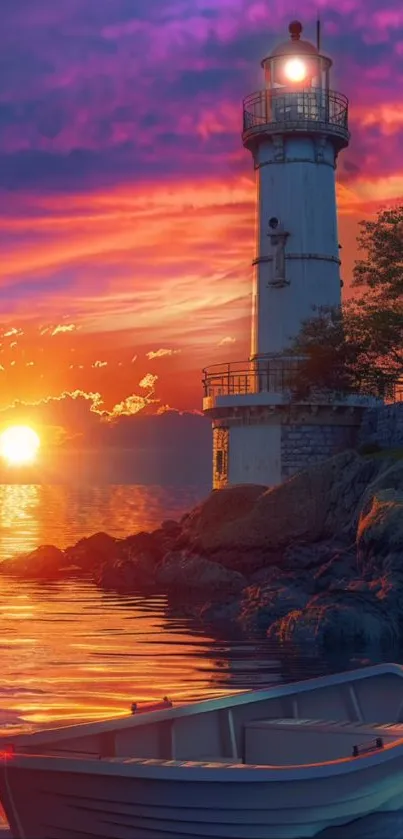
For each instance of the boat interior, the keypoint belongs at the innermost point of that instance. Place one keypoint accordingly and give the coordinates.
(285, 725)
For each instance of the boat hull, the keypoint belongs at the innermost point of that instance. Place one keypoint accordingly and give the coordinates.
(235, 803)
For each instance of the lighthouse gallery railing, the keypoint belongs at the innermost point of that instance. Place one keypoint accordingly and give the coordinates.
(272, 375)
(272, 108)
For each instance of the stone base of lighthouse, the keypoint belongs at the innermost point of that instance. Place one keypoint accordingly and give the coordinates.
(267, 444)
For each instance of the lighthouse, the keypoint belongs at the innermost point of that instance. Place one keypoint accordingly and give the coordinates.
(294, 127)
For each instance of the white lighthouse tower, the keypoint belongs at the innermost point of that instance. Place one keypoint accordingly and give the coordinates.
(295, 128)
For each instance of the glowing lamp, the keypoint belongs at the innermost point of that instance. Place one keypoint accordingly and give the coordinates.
(295, 70)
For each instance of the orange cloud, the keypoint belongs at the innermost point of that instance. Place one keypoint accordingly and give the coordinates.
(161, 352)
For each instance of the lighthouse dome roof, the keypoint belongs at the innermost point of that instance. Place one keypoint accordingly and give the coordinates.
(295, 46)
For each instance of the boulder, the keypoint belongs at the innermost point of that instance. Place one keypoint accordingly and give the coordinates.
(127, 575)
(89, 553)
(380, 533)
(354, 618)
(263, 605)
(221, 508)
(337, 572)
(153, 545)
(44, 563)
(181, 571)
(310, 506)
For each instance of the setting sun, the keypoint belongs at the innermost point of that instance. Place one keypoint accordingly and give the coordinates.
(19, 444)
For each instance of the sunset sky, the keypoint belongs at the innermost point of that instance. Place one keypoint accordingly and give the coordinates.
(128, 202)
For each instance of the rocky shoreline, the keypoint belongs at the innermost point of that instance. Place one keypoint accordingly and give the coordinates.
(316, 561)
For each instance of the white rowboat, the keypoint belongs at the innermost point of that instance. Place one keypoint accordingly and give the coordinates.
(281, 763)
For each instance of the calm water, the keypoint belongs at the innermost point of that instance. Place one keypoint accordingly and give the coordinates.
(71, 652)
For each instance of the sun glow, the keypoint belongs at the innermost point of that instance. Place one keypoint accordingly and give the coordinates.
(295, 70)
(19, 445)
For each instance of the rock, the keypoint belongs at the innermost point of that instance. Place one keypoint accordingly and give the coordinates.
(44, 563)
(389, 475)
(221, 508)
(310, 506)
(380, 533)
(247, 561)
(263, 605)
(350, 618)
(340, 569)
(91, 552)
(171, 527)
(127, 575)
(299, 557)
(191, 573)
(226, 611)
(153, 545)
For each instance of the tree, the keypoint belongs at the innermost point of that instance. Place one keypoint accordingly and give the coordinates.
(358, 347)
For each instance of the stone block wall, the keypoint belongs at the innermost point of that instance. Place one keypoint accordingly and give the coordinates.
(383, 425)
(302, 445)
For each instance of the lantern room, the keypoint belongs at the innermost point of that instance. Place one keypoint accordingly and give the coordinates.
(296, 64)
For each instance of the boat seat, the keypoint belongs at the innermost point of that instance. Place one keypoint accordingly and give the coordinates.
(302, 741)
(228, 761)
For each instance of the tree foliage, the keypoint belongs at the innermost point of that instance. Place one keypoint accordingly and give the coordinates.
(358, 347)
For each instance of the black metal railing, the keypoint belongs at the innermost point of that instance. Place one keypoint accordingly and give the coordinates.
(314, 106)
(271, 375)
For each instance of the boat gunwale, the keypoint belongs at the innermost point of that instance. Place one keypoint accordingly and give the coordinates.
(229, 701)
(159, 769)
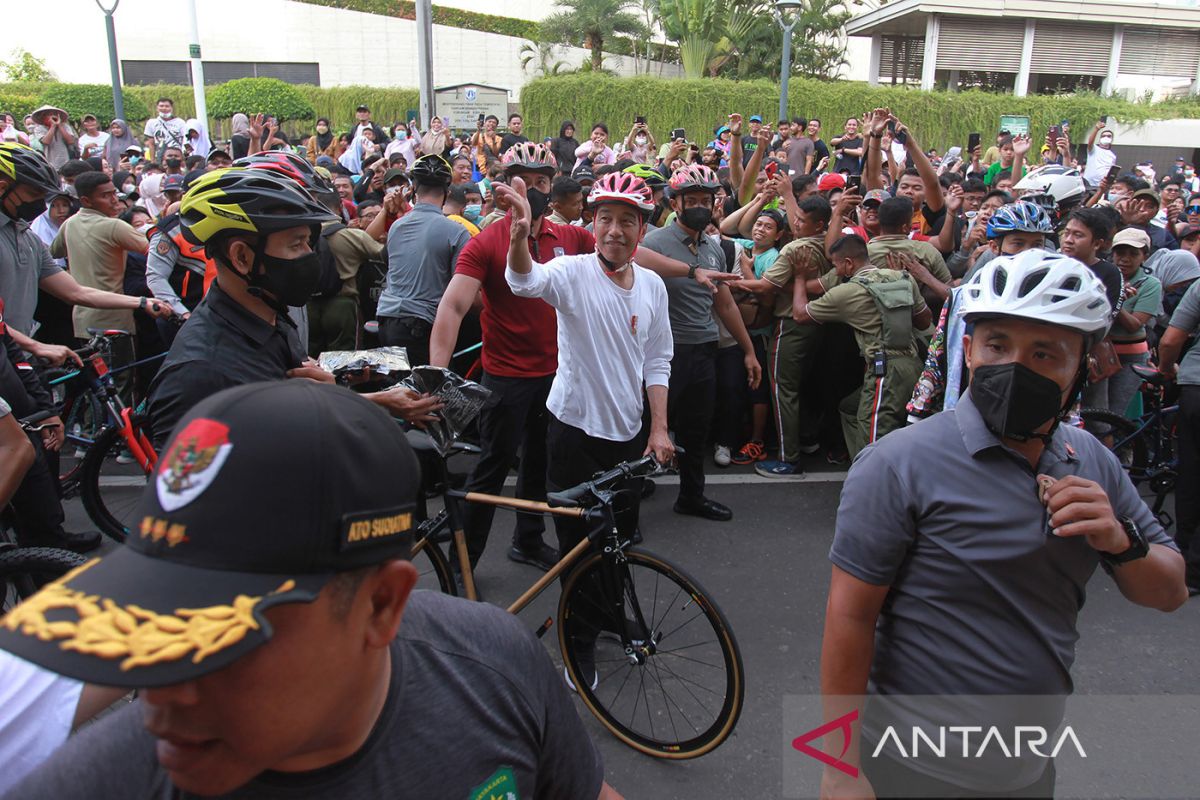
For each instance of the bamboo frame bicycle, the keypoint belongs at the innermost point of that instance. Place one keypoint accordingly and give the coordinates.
(651, 655)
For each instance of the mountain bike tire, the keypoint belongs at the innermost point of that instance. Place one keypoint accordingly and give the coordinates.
(1128, 444)
(108, 507)
(432, 565)
(24, 569)
(677, 593)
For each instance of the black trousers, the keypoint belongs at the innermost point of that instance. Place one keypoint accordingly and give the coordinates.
(691, 397)
(409, 332)
(516, 421)
(1187, 492)
(573, 457)
(37, 511)
(891, 779)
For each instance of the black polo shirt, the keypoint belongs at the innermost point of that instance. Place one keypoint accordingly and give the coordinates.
(222, 344)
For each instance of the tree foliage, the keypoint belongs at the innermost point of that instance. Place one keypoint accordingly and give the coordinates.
(939, 119)
(27, 66)
(591, 24)
(259, 96)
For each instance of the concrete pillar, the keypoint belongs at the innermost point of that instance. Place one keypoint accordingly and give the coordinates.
(873, 76)
(1110, 79)
(928, 67)
(1023, 77)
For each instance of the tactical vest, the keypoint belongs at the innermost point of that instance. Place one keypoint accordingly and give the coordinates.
(892, 293)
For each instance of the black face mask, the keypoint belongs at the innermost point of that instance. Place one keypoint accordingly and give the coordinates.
(1013, 400)
(696, 218)
(291, 281)
(539, 202)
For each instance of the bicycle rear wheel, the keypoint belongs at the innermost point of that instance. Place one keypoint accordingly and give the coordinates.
(24, 569)
(432, 569)
(1128, 443)
(677, 691)
(111, 491)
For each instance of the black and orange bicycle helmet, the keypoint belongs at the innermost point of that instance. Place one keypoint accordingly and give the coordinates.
(25, 166)
(529, 156)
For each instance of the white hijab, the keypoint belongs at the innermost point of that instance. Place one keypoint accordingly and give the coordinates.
(201, 144)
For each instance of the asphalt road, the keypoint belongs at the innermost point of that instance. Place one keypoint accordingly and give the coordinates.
(768, 571)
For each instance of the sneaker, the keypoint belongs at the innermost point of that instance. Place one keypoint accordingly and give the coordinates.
(586, 661)
(721, 457)
(751, 452)
(778, 469)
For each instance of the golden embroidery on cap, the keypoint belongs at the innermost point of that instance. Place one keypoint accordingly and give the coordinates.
(138, 636)
(160, 529)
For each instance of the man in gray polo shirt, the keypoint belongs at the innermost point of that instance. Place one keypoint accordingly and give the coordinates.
(945, 588)
(693, 391)
(423, 247)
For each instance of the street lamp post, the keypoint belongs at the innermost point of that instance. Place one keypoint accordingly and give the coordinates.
(113, 66)
(785, 14)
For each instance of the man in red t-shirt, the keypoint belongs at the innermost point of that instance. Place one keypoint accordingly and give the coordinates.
(520, 356)
(520, 353)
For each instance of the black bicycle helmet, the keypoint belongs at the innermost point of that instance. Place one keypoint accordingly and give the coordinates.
(25, 166)
(431, 170)
(239, 200)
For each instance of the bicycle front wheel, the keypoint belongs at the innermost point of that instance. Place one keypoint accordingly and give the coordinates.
(24, 569)
(1128, 443)
(671, 689)
(111, 485)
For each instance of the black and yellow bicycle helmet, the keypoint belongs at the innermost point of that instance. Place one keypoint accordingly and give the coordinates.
(239, 200)
(25, 166)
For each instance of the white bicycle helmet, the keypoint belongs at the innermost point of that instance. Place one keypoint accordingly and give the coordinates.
(1067, 188)
(1042, 287)
(1038, 179)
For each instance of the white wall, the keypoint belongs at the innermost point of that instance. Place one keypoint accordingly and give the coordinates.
(351, 47)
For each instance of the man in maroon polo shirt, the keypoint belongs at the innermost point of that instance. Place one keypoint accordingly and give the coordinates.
(520, 353)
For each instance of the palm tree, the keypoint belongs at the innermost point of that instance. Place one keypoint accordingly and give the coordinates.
(591, 22)
(543, 58)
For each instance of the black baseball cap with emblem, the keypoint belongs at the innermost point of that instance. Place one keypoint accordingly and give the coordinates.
(262, 495)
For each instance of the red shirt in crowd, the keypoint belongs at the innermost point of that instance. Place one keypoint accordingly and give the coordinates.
(520, 334)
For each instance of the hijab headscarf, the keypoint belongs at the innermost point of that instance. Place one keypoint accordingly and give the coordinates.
(1173, 266)
(327, 138)
(117, 145)
(240, 124)
(201, 144)
(150, 193)
(353, 156)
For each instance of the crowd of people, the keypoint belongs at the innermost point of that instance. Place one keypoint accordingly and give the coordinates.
(765, 299)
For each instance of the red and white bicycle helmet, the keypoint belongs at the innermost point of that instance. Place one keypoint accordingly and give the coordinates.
(694, 178)
(622, 187)
(529, 156)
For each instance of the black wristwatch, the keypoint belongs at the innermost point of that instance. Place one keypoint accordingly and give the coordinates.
(1138, 547)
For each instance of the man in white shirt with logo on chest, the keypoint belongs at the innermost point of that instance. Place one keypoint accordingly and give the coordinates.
(613, 336)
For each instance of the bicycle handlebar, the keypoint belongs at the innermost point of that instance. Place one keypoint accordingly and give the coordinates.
(643, 467)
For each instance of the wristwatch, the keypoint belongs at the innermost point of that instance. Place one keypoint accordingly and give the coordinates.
(1138, 545)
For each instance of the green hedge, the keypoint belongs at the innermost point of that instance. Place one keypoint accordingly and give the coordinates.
(939, 119)
(485, 23)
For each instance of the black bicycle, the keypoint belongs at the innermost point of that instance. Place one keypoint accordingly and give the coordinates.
(1145, 446)
(649, 651)
(23, 570)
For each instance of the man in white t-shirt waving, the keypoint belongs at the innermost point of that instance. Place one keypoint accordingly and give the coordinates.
(613, 337)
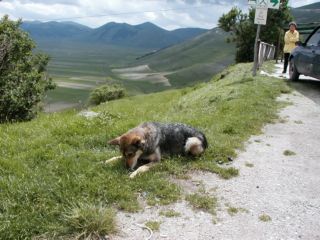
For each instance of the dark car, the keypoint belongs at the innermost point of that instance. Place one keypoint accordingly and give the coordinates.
(305, 58)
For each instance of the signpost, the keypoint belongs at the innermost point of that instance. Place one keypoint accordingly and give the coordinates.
(260, 18)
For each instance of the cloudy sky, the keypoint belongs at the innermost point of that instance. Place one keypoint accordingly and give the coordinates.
(168, 14)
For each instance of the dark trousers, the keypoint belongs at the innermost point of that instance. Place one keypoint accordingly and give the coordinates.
(286, 60)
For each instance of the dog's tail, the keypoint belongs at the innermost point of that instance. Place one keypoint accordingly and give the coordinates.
(204, 141)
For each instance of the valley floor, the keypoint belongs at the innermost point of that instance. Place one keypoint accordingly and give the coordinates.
(276, 195)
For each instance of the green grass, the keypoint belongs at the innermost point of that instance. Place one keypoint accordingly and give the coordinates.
(54, 163)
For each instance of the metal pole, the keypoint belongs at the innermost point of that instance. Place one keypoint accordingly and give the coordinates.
(255, 63)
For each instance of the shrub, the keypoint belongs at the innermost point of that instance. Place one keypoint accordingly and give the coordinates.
(23, 81)
(106, 93)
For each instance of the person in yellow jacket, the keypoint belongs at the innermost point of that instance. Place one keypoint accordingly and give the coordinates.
(290, 39)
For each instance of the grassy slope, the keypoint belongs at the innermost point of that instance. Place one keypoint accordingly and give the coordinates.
(53, 166)
(307, 14)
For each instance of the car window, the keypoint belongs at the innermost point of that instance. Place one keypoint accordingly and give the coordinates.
(315, 39)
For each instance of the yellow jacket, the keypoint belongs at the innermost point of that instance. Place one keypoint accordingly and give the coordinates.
(289, 41)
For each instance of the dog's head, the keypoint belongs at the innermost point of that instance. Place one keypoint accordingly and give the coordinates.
(131, 147)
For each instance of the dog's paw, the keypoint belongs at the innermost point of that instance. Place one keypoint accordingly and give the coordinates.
(132, 175)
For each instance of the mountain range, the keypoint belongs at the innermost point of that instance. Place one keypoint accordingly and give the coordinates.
(146, 35)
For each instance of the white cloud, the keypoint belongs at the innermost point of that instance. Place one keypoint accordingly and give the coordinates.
(169, 14)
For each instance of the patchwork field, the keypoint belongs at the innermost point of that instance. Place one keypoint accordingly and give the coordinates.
(77, 68)
(54, 183)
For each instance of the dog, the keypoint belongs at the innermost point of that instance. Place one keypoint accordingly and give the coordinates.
(151, 140)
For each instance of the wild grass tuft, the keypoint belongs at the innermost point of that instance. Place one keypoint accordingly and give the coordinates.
(88, 221)
(153, 225)
(265, 218)
(289, 153)
(203, 202)
(170, 213)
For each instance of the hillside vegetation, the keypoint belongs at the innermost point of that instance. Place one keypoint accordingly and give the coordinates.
(191, 62)
(307, 14)
(53, 178)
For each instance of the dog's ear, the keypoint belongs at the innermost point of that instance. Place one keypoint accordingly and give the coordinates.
(115, 141)
(138, 142)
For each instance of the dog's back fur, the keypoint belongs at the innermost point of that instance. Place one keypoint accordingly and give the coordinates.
(150, 140)
(170, 137)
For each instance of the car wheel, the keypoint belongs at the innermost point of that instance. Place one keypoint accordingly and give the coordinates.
(293, 72)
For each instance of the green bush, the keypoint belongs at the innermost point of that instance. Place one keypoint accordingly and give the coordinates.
(106, 93)
(23, 78)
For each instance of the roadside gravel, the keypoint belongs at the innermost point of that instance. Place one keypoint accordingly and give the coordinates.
(284, 187)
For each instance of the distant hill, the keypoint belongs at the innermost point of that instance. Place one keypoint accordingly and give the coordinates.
(192, 61)
(307, 14)
(146, 35)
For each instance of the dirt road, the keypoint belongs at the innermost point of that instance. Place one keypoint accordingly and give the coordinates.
(279, 178)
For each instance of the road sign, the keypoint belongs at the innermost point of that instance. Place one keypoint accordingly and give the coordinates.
(261, 15)
(275, 4)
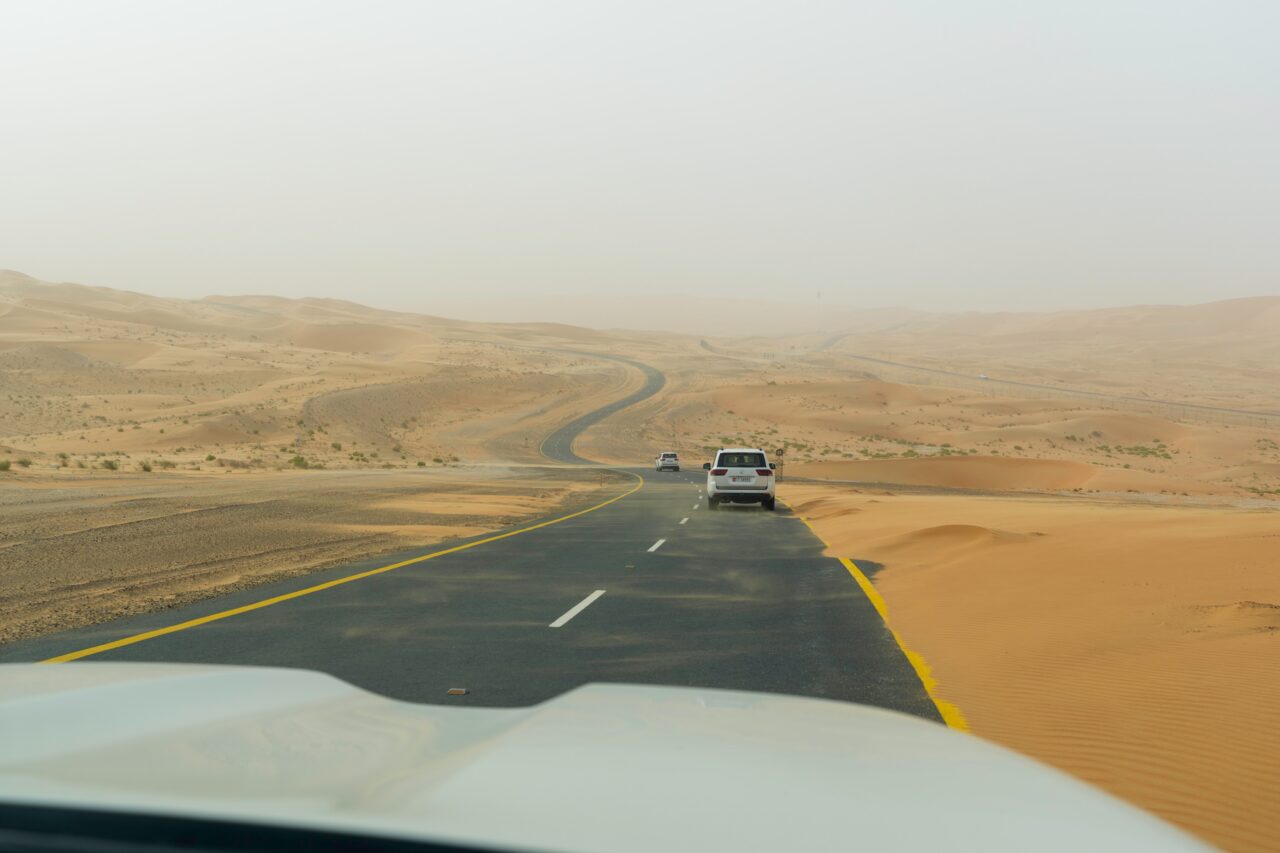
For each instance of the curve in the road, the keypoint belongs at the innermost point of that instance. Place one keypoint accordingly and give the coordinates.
(558, 446)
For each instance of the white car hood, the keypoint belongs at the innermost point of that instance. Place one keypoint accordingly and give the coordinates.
(603, 767)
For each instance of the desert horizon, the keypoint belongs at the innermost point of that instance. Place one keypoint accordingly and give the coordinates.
(984, 465)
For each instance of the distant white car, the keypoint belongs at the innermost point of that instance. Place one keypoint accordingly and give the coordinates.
(740, 475)
(667, 461)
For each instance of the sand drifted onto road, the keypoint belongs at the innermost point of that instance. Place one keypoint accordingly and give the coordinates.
(82, 550)
(1133, 646)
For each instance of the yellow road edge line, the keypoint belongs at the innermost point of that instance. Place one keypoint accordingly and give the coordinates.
(951, 714)
(329, 584)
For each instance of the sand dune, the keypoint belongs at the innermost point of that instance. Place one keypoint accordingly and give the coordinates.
(1125, 633)
(1132, 646)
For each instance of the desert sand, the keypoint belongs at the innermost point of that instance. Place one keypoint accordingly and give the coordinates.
(1133, 646)
(1074, 518)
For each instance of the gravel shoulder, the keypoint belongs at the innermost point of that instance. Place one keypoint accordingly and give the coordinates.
(80, 550)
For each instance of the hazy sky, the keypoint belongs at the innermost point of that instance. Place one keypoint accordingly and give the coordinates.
(937, 154)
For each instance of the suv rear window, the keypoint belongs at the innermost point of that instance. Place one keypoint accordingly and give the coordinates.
(740, 460)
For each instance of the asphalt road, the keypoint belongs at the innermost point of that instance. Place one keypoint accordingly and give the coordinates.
(652, 588)
(560, 445)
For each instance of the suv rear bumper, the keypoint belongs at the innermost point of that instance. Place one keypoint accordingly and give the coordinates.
(741, 497)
___
Task to carry out —
Only the lines from the one containing "For each instance of the sand dune, the" through the last line of the material belong in your answer; output them exactly.

Written answer —
For each instance of the sand dune, the keypoint belongs at the innermost point of that instance. Place one keypoint accordingly and give the coordinates.
(1125, 633)
(1132, 646)
For each instance of the desert sand, the keypoint belongs at the innermost point of that instance. Place one keypoint accordingly and give the coordinates.
(1133, 646)
(1074, 518)
For each instance of the gravel shoulder, the keypoint belongs at the innermost point of that instance. Place one keypoint accordingly and give the coordinates.
(80, 550)
For each instance of the hazy sky, the keypoint belongs at the innermost point of that instance. Place one keypoint accordingly and give the coordinates.
(937, 154)
For each instance of the suv rear window, the keypoint belongs at the innermost point of that instance. Place one keypoint accordingly and give the coordinates.
(740, 460)
For each instance of the asphalt road, the keypoint belongs at the innermost point of that instance. Place one keypoint accordingly and give the coordinates.
(652, 588)
(560, 445)
For each instance of the suv rear bumper, the keypoint belongs at the innermost point of that instance. Place one keypoint accordingly and give the coordinates.
(741, 497)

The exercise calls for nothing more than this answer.